TypeError: slice indices must be integers or None or have an __index__ method

In [15]:
import former
from former import util
from former.util import d, here

import torch
from torch import nn
from torch.autograd import Variable
import torch.nn.functional as F

from torchtext import data, datasets, vocab
# from torchtext.legacy import data, datasets, vocab

import numpy as np

from argparse import ArgumentParser, Namespace
from torch.utils.tensorboard import SummaryWriter

import random, tqdm, sys, math, gzip
import os
from copy import deepcopy
from datetime import datetime
# Used for converting between nats and bits
LOG2E = math.log2(math.e)
TEXT = data.Field(lower=True, include_lengths=True, batch_first=True)
LABEL = data.Field(sequential=False)
NUM_CLS = 2
MODEL_OUTPUT_PATH = './model_output'



def go(arg):
    """
    Creates and trains a basic transformer for the IMDB sentiment classification task.
    """
    tbw = SummaryWriter(log_dir=arg.tb_dir) # Tensorboard logging

    # load the IMDB data
    if arg.final:
        train, test = datasets.IMDB.splits(TEXT, LABEL)


        TEXT.build_vocab(train, max_size=arg.vocab_size - 2)
        LABEL.build_vocab(train)

        train_iter, test_iter = data.BucketIterator.splits((train, test), batch_size=arg.batch_size, device=util.d())
    else:
        tdata, _ = datasets.IMDB.splits(TEXT, LABEL)
        print(f'tdata ======> ',tdata.split())
        train, test = tdata.split(split_ratio=0.8)

        TEXT.build_vocab(train, max_size=arg.vocab_size - 2) # - 2 to make space for <unk> and <pad>
        LABEL.build_vocab(train)

        train_iter, test_iter = data.BucketIterator.splits((train, test), batch_size=arg.batch_size, device=util.d())

    print(f'- nr. of training examples {len(train_iter)}')
    print(f'- nr. of {"test" if arg.final else "validation"} examples {len(test_iter)}')

    if arg.max_length < 0:
        mx = max([input.text[0].size(1) for input in train_iter])
        mx = mx * 2
        print(f'- maximum sequence length: {mx}')

## [Work to complete]
1 – Reproduce the entries verbatim, from the line containing "Emit bounding boxes for: mountain range" through the final line of the entries, including both ends.
2 – Carry on the IMDB sentiment training code from its last line onward.

## [Dataset content]
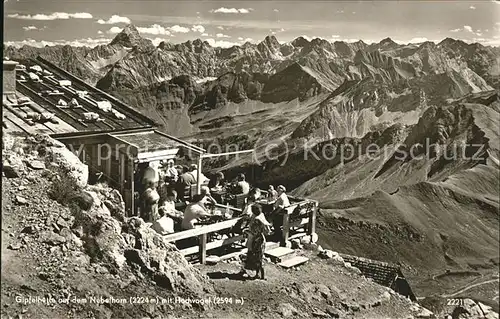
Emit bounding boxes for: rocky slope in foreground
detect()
[1,131,464,318]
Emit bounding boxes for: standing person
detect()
[269,185,290,242]
[141,181,160,223]
[177,166,196,200]
[240,205,270,279]
[236,173,250,194]
[200,186,217,209]
[242,187,261,216]
[165,159,179,183]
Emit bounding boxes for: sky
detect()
[4,0,500,47]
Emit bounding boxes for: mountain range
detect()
[4,25,500,304]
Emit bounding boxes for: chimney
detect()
[2,60,18,96]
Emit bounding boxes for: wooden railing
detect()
[163,199,318,264]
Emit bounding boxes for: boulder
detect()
[16,195,28,205]
[27,160,45,170]
[48,147,89,188]
[290,239,302,249]
[125,222,212,296]
[2,154,26,178]
[73,191,127,268]
[40,231,66,246]
[206,255,220,265]
[311,233,318,244]
[300,235,311,245]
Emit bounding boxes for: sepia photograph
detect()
[0,0,500,319]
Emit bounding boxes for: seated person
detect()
[208,172,224,190]
[151,215,175,235]
[236,173,250,195]
[267,185,278,201]
[273,185,290,210]
[200,186,217,209]
[159,190,183,220]
[182,194,211,230]
[242,187,261,216]
[189,164,209,184]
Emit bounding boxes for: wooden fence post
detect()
[280,210,290,247]
[308,202,318,235]
[198,233,207,265]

## [Exercise answers]
1 –
Emit bounding boxes for: mountain range
detect()
[4,25,500,304]
Emit bounding boxes for: chimney
detect()
[2,60,18,96]
Emit bounding boxes for: wooden railing
detect()
[163,199,318,264]
Emit bounding boxes for: boulder
detect()
[16,195,28,205]
[27,160,45,170]
[48,147,89,188]
[290,239,302,249]
[125,222,212,296]
[2,154,26,178]
[73,191,127,268]
[40,231,66,246]
[206,255,220,265]
[311,233,318,244]
[300,235,311,245]
Emit bounding boxes for: sepia photograph
detect()
[0,0,500,319]
Emit bounding boxes for: seated person
detect()
[208,172,224,190]
[151,215,175,235]
[236,173,250,195]
[267,185,278,201]
[273,185,290,210]
[200,186,217,209]
[159,190,183,220]
[182,194,211,230]
[242,187,261,216]
[189,164,209,184]
Emit bounding boxes for: wooden fence post
detect()
[280,210,290,247]
[308,202,318,235]
[198,233,207,265]

2 –
    else:
        mx = arg.max_length

    # create the model
    model = former.CTransformer(emb=arg.embedding_size, heads=arg.num_heads, depth=arg.depth, seq_length=mx, num_tokens=arg.vocab_size, num_classes=NUM_CLS, max_pool=arg.max_pool)
    if torch.cuda.is_available():
        model.cuda()

    model = nn.DataParallel(model, device_ids=[0, 1, 2])

    opt = torch.optim.SGD(
        lr=arg.lr, params=model.parameters(), momentum=arg.momentum)

    # opt = torch.optim.Adam(lr=arg.lr, params=model.parameters())
    sch = torch.optim.lr_scheduler.LambdaLR(opt, lambda i: min(i / (arg.lr_warmup / arg.batch_size), 1.0))

    # best output to save model
    best_accuracy = 0
    best_model_state = None
    # training loop
    seen = 0
    for e in range(arg.num_epochs):

        print(f'\n epoch {e}')
        model.train(True)

        for batch in tqdm.tqdm(train_iter):

            opt.zero_grad()

            input = batch.text[0]
            label = batch.label - 1

            if input.size(1) > mx:
                input = input[:, :mx]
            out, att = model(input)
            print()
            loss = F.nll_loss(out, label)

            loss.backward()

            # clip gradients
            # - If the total gradient vector has a length > 1, we clip it back down to 1.
            if arg.gradient_clipping > 0.0:
                nn.utils.clip_grad_norm_(model.parameters(), arg.gradient_clipping)

            opt.step()
            sch.step()

            seen += input.size(0)
            tbw.add_scalar('classification/train-loss', float(loss.item()), seen)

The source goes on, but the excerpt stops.